## The task
Apart from the pictures, reproduce the data below exactly as it stands.

Records contained in a dataset:
+ + + + +

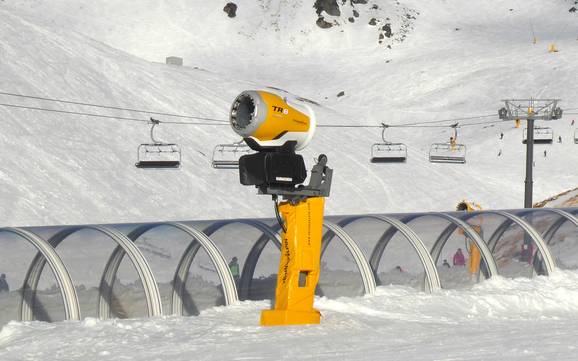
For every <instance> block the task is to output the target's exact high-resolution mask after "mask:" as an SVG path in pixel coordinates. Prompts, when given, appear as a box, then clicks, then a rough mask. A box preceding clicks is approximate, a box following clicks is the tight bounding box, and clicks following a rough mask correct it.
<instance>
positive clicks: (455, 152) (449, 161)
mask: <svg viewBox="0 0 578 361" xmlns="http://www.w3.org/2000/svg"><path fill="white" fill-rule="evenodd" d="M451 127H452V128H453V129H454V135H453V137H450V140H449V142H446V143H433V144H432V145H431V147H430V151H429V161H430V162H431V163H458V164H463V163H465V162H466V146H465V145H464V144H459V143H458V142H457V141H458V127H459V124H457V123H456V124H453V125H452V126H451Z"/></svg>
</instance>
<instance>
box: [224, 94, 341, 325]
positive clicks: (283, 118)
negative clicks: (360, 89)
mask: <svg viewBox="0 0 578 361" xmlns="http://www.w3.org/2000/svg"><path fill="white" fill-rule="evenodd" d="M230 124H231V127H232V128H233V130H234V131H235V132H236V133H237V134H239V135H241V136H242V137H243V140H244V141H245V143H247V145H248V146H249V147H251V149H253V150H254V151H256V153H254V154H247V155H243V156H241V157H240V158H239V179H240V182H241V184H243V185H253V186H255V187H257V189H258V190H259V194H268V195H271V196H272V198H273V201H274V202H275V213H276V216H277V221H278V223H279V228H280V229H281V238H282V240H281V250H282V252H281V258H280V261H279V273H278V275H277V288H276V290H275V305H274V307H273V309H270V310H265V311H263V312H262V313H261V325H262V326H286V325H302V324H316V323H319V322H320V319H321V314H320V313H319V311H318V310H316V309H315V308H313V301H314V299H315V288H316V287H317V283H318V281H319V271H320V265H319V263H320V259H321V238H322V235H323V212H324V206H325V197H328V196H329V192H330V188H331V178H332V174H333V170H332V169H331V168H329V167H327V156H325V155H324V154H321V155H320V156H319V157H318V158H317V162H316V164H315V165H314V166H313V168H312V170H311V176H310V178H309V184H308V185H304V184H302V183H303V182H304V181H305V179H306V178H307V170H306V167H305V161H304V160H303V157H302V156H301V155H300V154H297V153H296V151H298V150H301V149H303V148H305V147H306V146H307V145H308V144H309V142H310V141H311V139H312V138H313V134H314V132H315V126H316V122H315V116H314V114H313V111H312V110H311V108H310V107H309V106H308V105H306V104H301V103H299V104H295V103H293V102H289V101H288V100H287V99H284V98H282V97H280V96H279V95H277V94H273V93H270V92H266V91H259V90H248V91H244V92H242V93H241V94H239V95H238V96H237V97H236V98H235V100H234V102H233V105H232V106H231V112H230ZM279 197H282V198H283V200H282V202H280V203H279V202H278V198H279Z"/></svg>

+ + + + +

## Result of this exercise
For every <instance> block the task is to output the target's exact high-resolution mask after "mask:" as an SVG path in pixel coordinates. Prompts, when given, appear as a box, then clicks, then a rough mask. A box preceding clicks is approximate, a box following clicks is the tight bounding box, and clicks following a rough mask correct it.
<instance>
positive clicks: (455, 152) (449, 161)
mask: <svg viewBox="0 0 578 361" xmlns="http://www.w3.org/2000/svg"><path fill="white" fill-rule="evenodd" d="M451 127H452V128H453V129H454V135H453V137H450V140H449V142H446V143H433V144H432V145H431V147H430V151H429V161H430V162H431V163H458V164H463V163H465V162H466V146H465V145H464V144H459V143H458V142H457V141H458V127H459V124H457V123H456V124H453V125H452V126H451Z"/></svg>
</instance>
<instance>
box: [224, 94, 341, 325]
positive clicks: (283, 118)
negative clicks: (360, 89)
mask: <svg viewBox="0 0 578 361" xmlns="http://www.w3.org/2000/svg"><path fill="white" fill-rule="evenodd" d="M230 124H231V127H232V128H233V130H234V131H235V132H236V133H237V134H239V135H241V136H242V137H243V140H244V141H245V143H247V145H248V146H249V147H251V149H253V150H254V151H256V153H254V154H247V155H243V156H241V157H240V158H239V179H240V182H241V184H243V185H253V186H255V187H257V189H258V190H259V194H268V195H271V196H272V198H273V201H274V202H275V213H276V216H277V221H278V223H279V228H280V229H281V238H282V240H281V250H282V252H281V258H280V261H279V273H278V275H277V288H276V290H275V305H274V307H273V309H270V310H265V311H263V312H262V313H261V325H262V326H286V325H302V324H316V323H319V322H320V319H321V314H320V313H319V311H318V310H316V309H315V308H313V301H314V299H315V288H316V287H317V283H318V281H319V271H320V265H319V263H320V259H321V238H322V235H323V212H324V206H325V197H328V196H329V192H330V188H331V178H332V174H333V170H332V169H331V168H329V167H327V156H325V155H324V154H321V155H320V156H319V157H318V158H317V162H316V164H315V165H314V166H313V168H312V170H311V176H310V178H309V184H308V185H304V184H302V183H303V182H304V181H305V179H306V178H307V170H306V167H305V161H304V160H303V157H302V156H301V155H300V154H297V153H296V151H298V150H301V149H303V148H305V147H306V146H307V145H308V144H309V142H310V141H311V139H312V138H313V134H314V132H315V126H316V122H315V116H314V114H313V111H312V110H311V108H310V107H309V106H308V105H306V104H301V103H299V104H295V103H293V102H289V101H288V100H287V99H284V98H282V97H280V96H279V95H277V94H273V93H270V92H266V91H259V90H248V91H244V92H242V93H241V94H239V95H238V96H237V97H236V98H235V100H234V102H233V105H232V106H231V112H230ZM279 197H282V198H283V200H282V202H280V203H279V202H278V198H279Z"/></svg>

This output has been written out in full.